** Start Text passage **
Revision as of 08:49, 1 August 2009

<< Questions 1-20

Foundation Endowment

What are your thoughts about the establishment of an endowment for the Foundation? More specifically: (i) How should establishment of an endowment be traded off against shorter-term objectives? (ii) What size endowment should be targetted? (iii) What operations should be supported by distributions from the endowment, and why? Jeremy Tobacman 21:59, 29 July 2009 (UTC)[reply]

Adam Koenigsberg (CastAStone)
Long term planning is the most important form of planning, and with that in mind, I am 1000% in favor of an endowment. Over the long haul, an endowment will significantly impact Wikimedia's ability to do business, particularly in down years. Significant money should be independently raised for an endowment, and if necessary, it is preferable to slightly stunt current growth in favor of the future security offered by an endowment.
Beauford Anton Stenberg (B9 hummingbird hovering)
** End Text passage **
** Start Given entries **
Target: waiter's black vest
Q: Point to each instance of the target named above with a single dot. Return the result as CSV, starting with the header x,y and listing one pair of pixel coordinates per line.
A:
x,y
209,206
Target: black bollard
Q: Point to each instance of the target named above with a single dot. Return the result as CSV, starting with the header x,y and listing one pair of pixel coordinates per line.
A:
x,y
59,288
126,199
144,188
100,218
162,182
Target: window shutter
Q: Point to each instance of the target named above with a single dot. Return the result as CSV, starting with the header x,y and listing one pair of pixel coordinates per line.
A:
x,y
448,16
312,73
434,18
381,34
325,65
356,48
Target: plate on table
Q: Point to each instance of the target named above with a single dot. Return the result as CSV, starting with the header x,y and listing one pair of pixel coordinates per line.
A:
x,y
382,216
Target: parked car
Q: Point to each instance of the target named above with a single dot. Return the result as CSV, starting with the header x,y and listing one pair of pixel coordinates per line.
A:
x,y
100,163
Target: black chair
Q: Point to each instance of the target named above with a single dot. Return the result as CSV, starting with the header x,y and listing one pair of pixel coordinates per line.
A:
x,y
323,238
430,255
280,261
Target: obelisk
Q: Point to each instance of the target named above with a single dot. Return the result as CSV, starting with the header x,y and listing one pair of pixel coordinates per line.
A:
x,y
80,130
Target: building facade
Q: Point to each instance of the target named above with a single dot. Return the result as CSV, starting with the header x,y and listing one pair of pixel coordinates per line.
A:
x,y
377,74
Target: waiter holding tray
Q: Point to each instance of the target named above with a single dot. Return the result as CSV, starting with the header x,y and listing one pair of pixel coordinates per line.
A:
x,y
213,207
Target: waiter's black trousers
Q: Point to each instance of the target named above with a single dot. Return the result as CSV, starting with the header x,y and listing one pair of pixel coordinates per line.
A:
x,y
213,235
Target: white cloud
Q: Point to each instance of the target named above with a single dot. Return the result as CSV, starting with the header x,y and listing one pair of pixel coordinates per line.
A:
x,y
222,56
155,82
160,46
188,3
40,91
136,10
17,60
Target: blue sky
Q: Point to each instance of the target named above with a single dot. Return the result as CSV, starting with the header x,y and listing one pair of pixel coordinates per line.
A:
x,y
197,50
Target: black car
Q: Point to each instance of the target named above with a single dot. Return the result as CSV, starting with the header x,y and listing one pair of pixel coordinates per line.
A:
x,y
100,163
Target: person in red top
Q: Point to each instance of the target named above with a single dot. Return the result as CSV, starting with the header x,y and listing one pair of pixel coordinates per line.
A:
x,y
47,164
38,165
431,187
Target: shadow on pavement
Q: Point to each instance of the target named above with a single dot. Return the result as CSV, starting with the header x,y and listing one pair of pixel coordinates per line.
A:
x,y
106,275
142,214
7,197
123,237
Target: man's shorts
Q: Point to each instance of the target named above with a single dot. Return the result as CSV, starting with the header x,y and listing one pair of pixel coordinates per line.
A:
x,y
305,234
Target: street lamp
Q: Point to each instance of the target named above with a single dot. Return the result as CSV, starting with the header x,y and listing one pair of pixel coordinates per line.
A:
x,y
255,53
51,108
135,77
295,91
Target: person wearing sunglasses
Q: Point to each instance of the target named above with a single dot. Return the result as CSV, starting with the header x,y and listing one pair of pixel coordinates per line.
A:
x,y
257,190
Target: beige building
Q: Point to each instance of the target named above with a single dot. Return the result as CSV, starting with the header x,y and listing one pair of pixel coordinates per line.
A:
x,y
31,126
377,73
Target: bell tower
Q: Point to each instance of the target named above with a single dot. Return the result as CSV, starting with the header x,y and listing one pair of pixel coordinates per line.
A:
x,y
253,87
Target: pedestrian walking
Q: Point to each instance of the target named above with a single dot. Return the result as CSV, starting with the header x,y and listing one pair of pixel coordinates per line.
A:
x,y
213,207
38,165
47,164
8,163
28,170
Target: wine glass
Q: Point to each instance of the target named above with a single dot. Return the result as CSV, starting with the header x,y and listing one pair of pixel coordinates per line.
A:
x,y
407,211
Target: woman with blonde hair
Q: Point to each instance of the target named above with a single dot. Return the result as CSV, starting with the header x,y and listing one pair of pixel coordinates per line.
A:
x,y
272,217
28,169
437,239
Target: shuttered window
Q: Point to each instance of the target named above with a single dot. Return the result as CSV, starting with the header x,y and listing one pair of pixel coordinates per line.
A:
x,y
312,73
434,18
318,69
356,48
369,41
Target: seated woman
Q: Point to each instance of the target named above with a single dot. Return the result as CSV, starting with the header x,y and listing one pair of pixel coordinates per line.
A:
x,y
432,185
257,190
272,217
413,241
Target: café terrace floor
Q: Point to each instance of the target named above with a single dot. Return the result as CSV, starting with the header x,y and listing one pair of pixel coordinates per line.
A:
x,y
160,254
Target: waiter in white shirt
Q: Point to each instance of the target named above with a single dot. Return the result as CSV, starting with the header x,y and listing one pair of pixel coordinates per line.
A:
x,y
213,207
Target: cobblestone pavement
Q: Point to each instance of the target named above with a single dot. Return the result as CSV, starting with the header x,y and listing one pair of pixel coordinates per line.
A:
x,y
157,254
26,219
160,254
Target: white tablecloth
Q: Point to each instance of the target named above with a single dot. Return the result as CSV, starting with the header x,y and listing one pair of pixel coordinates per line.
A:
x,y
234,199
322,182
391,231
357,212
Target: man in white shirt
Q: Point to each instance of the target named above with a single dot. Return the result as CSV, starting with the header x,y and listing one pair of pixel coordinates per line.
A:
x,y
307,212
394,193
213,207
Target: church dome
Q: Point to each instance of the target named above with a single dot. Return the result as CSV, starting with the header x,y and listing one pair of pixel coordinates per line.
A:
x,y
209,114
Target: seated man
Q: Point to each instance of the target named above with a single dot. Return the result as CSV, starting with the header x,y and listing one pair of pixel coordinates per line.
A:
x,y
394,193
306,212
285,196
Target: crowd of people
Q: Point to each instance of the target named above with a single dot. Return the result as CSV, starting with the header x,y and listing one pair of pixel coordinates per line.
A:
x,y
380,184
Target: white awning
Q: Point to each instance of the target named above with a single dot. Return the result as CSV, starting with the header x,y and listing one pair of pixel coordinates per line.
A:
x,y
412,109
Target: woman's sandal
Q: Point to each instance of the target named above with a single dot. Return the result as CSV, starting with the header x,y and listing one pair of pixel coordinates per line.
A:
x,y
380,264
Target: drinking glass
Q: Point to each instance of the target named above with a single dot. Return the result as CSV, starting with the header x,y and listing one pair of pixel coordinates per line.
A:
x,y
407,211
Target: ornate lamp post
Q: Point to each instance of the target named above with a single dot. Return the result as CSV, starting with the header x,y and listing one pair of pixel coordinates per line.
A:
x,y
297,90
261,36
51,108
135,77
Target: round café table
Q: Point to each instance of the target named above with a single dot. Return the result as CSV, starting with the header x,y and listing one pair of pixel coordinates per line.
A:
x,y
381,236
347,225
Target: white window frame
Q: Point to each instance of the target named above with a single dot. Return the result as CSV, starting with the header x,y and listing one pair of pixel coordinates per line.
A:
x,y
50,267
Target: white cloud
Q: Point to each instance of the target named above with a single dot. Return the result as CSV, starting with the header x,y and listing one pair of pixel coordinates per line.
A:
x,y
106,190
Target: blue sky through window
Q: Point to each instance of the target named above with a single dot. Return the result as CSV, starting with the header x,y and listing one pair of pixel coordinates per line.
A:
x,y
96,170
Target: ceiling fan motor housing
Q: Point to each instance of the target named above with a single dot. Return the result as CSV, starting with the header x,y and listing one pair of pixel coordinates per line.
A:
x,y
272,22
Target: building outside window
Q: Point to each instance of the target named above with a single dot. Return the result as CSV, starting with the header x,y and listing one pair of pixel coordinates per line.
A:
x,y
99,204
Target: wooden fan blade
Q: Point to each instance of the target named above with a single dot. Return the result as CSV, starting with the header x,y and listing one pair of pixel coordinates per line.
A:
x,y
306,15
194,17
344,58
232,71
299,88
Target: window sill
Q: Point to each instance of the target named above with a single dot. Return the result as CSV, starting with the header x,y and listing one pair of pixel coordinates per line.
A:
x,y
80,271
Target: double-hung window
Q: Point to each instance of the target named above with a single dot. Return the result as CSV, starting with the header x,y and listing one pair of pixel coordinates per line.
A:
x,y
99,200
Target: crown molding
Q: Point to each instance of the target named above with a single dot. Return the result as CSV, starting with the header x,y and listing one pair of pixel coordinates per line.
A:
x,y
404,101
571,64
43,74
** End Given entries **
Work to be completed:
Pick up the text on the Foundation endowment question from its last line and continue it.

Final result:
I outlined this eventuation in my Platform and elsewhere in these questions. I wish to open strategic dialogue for a financially sustainable Wikimedia, so your question is close to my heart. Bequests, endowments and capital preserved trusts should be foregrounded in our prospective strategic envisioning. Jeremy, all the ins and outs and variables would require further exploration and I consider it fruitless endeavour to outline them herein. I am not a specialist in the legal requirements, a benevolent endowment, fund or foundation just feels right in my heart to ensure the continuity and furtherance of Wikimedia in the fickle turning of Fortune. I do not know the USA legislation and instruments that determine the efficacy and implementation of such entities or trusts and it may even be determined at state level. Endowments may be established within the auspice or attendant to the Foundation or they may even be established by benefactors to feed dedicated funds into Foundation, Projects or programmes into perpetuity. That is what I mean as a financially sustainable model, one that does not run counter to NFP.
Brady Brim-DeForest (Bradybd)
no response yet.
Dan Rosenthal (Swatjester)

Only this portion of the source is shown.